■ TEXT EXCERPT:
*** Begin section ***

Administration of propranolol during the acute hospitalization period diminishes blood loss during skin grafting procedures and markedly improves wound healing in severely burned adults. As burn patients require serial surgical interventions for motor and cosmetic repair, restricting blood loss during operative intervention is optimal.

Introduction

A severe burn injury is characterized by a profound increase in metabolism, far beyond that produced by other forms of trauma. Hypermetabolism is mediated by a surge in stress hormones including catecholamines [1,2] and glucocorticoids and may persist long after the initial burn insult [3,4]. Cardiac stress following burn injury is characterized by increased cardiac work, cardiac output, resting heart rate, rate pressure product, and stroke volume. If left untreated, these perturbations in cardiac physiology contribute greatly toward postburn morbidity and mortality.

Hyperdynamic changes to the cardiovascular system are frequently associated with copious amounts of operative blood loss. Paired with inadequate resuscitative efforts and shifts in fluid compartments, these changes cause many patients with burn injury to become hemodynamically unstable. Additionally, as patients with burn injury undergo serial skin grafting procedures, limiting hemorrhage during these operations becomes paramount to early recovery.

Propranolol, a nonselective β-blocker, has widespread systemic effects following burn injury. Recently, we reported that administration of propranolol in children with severe burn injury for one year significantly improves body composition, resting energy expenditure, and cardiac function [5]. Attenuation of cardiac sequelae occurred in a dose-dependent manner with the most favorable results noted at a dose of 4 mg/kg/day [6]. Peripherally, propranolol decreases lower limb blood flow by increasing leg vascular resistance in severely burned adults [7]. Induction of peripheral vasoconstriction by propranolol has led to the successful implementation of the β-blocker in the management of infantile hemangiomas, [8,9] variceal bleeding, [10] and recurrent epistaxis [11]. An overview of the mechanisms by which propranolol induces peripheral vasoconstriction is presented in Figure 1. Whether or not the effects of these changes on cardiovascular function alter operative hemorrhage or wound healing times remains to be determined. Here we report the perioperative effects of propranolol administration in adults with severe burn injury in a prospective, single-institution study.

Figure 1.

*** End section ***

■ SOURCE DATA:
*** Begin section ***

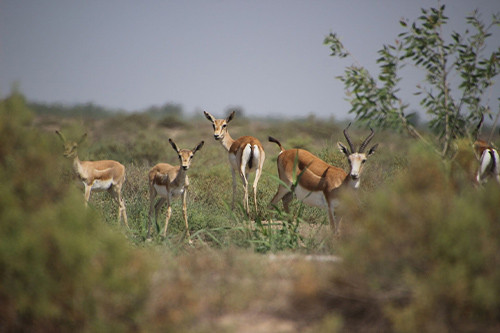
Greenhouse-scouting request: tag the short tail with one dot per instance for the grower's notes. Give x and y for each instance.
(271, 139)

*** End section ***

■ EXERCISES TO COMPLETE:
1. List every change in cardiac physiology that the propranolol and burn injury text names as characterizing cardiac stress after burn injury.
2. Resume the text on propranolol in severe burn injury, starting right after its final line, "Figure 1."
The data play no part in this work.

■ ANSWERS PER TASK:
1.
- Increased cardiac work
- Increased cardiac output
- Increased resting heart rate
- Increased rate pressure product
- Increased stroke volume

2.
Figure 1

Proposed mechanism by which propranolol induces peripheral vasoconstriction. Induction of peripheral vasoconstriction by propranolol can be attributed to three main actions. (1) Inhibition of β1 receptors in the heart decreases cardiac output, thereby inducing reflexive peripheral vasoconstriction via stimulation of α1 receptors in vascular smooth muscle. (2) Direct inhibition of β2 receptors incites peripheral vasoconstriction. (3) By blocking β-adrenergic effects of circulating catecholamines epinephrine and norepinephrine, α1-adrenergic receptor effects remain unopposed, resulting in vascular smooth muscle contraction. Solid arrows indicate direct effects, and broken arrows indicate indirect effects.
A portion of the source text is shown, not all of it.